[SUPPLIED DATA — start]

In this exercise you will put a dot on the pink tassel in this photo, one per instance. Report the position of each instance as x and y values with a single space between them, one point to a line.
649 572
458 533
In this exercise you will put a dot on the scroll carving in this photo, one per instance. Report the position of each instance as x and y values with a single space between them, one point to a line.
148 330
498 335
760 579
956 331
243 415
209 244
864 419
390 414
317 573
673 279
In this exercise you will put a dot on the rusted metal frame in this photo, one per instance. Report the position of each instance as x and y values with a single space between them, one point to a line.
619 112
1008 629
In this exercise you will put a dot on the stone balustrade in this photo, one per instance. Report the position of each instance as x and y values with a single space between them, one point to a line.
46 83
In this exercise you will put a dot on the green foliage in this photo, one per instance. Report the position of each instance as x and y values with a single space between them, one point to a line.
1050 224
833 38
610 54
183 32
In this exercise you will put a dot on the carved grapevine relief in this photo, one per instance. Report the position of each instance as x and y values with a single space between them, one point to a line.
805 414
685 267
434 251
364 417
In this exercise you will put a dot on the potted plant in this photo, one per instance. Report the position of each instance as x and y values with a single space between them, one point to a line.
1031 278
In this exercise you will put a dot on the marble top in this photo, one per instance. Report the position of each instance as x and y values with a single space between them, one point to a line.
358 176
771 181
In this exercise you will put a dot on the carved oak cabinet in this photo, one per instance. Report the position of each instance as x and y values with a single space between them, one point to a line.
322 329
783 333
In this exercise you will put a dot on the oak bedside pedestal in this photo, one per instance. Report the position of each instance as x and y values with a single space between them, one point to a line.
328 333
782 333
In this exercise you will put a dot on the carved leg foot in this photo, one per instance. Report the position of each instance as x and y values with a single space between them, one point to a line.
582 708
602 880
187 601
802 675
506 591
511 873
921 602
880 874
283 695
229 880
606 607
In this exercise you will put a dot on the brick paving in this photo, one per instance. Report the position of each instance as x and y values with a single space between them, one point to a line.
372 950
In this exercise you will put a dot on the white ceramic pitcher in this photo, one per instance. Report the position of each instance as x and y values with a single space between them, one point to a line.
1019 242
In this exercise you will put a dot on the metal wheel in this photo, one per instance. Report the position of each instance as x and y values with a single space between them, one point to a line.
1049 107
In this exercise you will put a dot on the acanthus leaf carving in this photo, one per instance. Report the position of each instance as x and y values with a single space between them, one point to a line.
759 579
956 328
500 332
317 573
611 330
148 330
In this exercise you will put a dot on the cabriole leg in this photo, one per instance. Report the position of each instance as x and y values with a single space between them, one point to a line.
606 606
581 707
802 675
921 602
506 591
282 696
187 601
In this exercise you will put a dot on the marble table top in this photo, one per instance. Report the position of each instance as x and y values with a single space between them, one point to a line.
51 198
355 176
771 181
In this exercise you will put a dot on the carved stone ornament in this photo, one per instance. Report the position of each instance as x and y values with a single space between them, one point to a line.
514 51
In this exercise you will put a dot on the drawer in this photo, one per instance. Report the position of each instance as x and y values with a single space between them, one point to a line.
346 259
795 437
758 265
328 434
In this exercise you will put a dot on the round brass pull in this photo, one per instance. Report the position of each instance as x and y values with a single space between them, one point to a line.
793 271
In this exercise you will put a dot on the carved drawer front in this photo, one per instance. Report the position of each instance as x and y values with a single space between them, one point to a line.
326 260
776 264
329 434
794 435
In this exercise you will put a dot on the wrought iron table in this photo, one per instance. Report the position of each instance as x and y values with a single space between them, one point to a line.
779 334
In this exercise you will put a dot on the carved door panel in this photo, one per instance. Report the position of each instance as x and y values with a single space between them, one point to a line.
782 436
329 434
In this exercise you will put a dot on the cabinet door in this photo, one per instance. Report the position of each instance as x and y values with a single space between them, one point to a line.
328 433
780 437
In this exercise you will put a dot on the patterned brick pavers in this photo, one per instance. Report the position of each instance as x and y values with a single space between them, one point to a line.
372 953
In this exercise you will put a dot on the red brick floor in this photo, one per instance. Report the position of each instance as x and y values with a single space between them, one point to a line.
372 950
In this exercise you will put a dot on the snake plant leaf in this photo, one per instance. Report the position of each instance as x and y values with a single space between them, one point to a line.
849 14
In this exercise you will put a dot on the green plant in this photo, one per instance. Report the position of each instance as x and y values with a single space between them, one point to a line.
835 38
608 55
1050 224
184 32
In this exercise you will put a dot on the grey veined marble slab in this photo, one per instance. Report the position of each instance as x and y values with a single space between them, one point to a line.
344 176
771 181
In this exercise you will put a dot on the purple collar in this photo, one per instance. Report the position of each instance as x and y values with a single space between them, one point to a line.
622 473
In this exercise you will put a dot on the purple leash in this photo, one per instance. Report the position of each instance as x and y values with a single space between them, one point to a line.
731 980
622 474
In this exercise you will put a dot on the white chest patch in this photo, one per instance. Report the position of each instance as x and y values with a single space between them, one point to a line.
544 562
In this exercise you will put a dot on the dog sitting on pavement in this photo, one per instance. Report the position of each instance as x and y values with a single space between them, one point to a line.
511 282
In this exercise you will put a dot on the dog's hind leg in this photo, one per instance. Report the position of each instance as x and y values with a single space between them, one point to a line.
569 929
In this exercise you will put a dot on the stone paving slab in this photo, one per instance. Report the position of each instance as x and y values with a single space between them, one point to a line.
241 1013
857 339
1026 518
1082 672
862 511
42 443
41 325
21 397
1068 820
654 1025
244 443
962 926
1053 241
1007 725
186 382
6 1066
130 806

[SUPPLIED DATA — finish]

**TASK TO CARRY OUT:** Type the records again in full, matching them exactly.

**PROBLEM SOLUTION:**
In this exercise you will put a dot on the pink tassel in this photo, one per instance. Report the position of each instance as x and y values with a single space between them, one point to a line.
649 572
458 533
In this exercise you will put a dot on the scroll carving in this photo, one per instance. Report the position of each instance as x and y values with a single space between them, one point to a line.
148 330
498 335
760 579
956 331
243 415
209 244
864 419
390 414
317 573
673 279
In this exercise you will put a dot on the rusted metal frame in this photo, one per instance. Report the position of each instance as x and y values with a single space between them, one point to a line.
619 112
1008 629
In this exercise you will put a dot on the stone balustrade in this photo, one per instance. Report the position of each instance as x and y values with a single space between them, one point to a line.
46 83
In this exercise you will put a dot on the green foliage in this photo, one per instance. Report the position of each instance as x and y values with a single space between them, one point to a line.
1050 224
833 38
610 54
183 32
In this exercise you will put a dot on the carved grapevine relief in this photo, one per instance. Report the position of each instance as x and y values with a single space between them, one point to a line.
805 414
685 267
434 251
364 417
In this exercise you will put a dot on the potted plant in this photo, one per instance. Report the position of each instance as x and y values with a single space between them, one point to a line.
1031 278
In this exercise you will put a dot on the marble top in this photo, one per instance. Report the position of each instance as x and y values with a single space between them, one point to a line.
358 176
771 181
In this exercise you will put a dot on the carved oak cabinet in this photo, one per instance. Report the position of each instance as x and y values with a single space between them, one point to a line.
322 329
783 333
In this exercise you will put a dot on the oak bedside pedestal in this photo, one per instance. Report the position of each instance as x and y values with a single space between them, one point to a line.
328 333
782 333
In this exercise you will put a dot on the carved leg foot in this photo, one per instance. Report the position of each instance as x and y values with a single space between them, one point to a line.
582 708
602 880
187 601
802 675
506 591
511 873
921 602
880 874
283 695
229 880
606 607
In this exercise you will put a dot on the brick paving in this photo, one per instance. Report the position of each instance as x and y values with a single space between them, one point to a line.
372 950
In this exercise you will put a dot on the white ceramic pitcher in this photo, one per instance. Report the position of each instance as x and y values with a single space between them, one point to a line.
1019 242
In this exercise you will put a dot on the metal wheel in this photo, one per instance. Report the position of each instance as x and y values with a single space between them, one point to a line.
1049 107
In this exercise you will put a dot on the acanthus leaf carving in this photo, one per instance. Report the position of each instance as x and y values with a single space between them, one point to a line.
759 579
956 328
500 332
317 573
611 330
148 330
In this exercise you will put a dot on the cabriole leg in this photo, one per instance. Report the position of each instance as x and y values with a single space between them, one point to a line.
606 606
581 707
802 675
921 602
506 591
282 696
187 601
In this exercise you will put a dot on the marble table top in this photo, one per instance. Report the position of each instance as x and y values with a single space between them, one point to a line.
51 198
355 176
771 181
In this exercise you will put a dot on the carved stone ornament in this photo, one per instance. Report the position of each instance as x and y values with a single space between them, one point to a line.
514 51
In this exercise you will put a dot on the drawer in this photo, one per instance. Report the position of each instance as x and y values with a single space between them, one point to a line.
346 259
795 437
758 265
328 434
In this exercise you will put a dot on the round brass pull in this photo, one per instance. Report the position of each instance as x and y values with a single space between them, one point to a line.
793 271
In this exercise you will put a dot on the carved drawer front in this photo, one per instance. Report the position of each instance as x and y values with a single space between them, one point to a line.
326 260
776 264
329 434
794 435
In this exercise you will put a dot on the wrought iron table in this photo, one per instance. Report the position of each instance as x and y values with a single space between them, one point to a line.
779 334
In this exercise you will put a dot on the carved door panel in this photo, one per instance. Report the position of each instance as x and y values with a single space between them, one point to a line.
782 436
329 434
In this exercise you will put a dot on the cabinet door in this photo, one per instance. Report the position of each instance as x and y values with a single space between them, one point to a line.
328 433
780 437
In this exercise you will put a dot on the patterned brick pavers in this photo, one per instance. Report the position of each instance as x and y values with a single space between them, one point to a line.
372 953
In this exercise you will put a dot on the red brick floor in this photo, one per instance. Report the position of each instance as x and y values with a single space between them, one point to a line.
372 950
In this exercise you will put a dot on the snake plant leaf in this photo, one per instance. Report the position of each instance as x and y values with a single space between them, one point to a line.
849 14
In this exercise you will put a dot on the green plant in this photo, one per instance. Report the position of each instance as x and y values with a single space between them, one point to a line.
835 38
608 55
1050 224
184 32
In this exercise you will put a dot on the grey veined marble slab in this photo, one per instance. Report the position of each instance as x and y values with a single space between them, one point to a line.
344 176
771 181
In this exercise you will put a dot on the purple collar in this photo, one per instance. Report the position of each instance as x and y values with a single space between them, one point to a line.
622 473
In this exercise you will put a dot on the purple leash in this photo, one per instance. Report the position of each instance as x and y values with a single space between them, one point to a line.
731 980
622 474
In this exercise you will put a dot on the white chest patch in this photo, one per instance. Report the position of each instance as x and y values with a single space between them, one point to a line.
544 562
In this exercise you will put a dot on the dog sitting on pavement in this photo, one per instance. Report the position of each instance as x and y values with a single space between them, one point to a line.
511 282
In this exercise you will put a dot on the dog's hind leg in this photo, one per instance. Report the position of each instance as x and y values with a single space between them, one point to a line.
569 929
In this exercise you will put a dot on the stone paving slab in this photo, one per instance. Report the position of each instance as x and y values with a single space between them, one point to a line.
241 1013
857 339
1026 518
1082 672
862 511
42 443
41 325
21 397
1068 820
654 1025
244 443
962 926
1053 241
1007 725
186 382
6 1066
130 806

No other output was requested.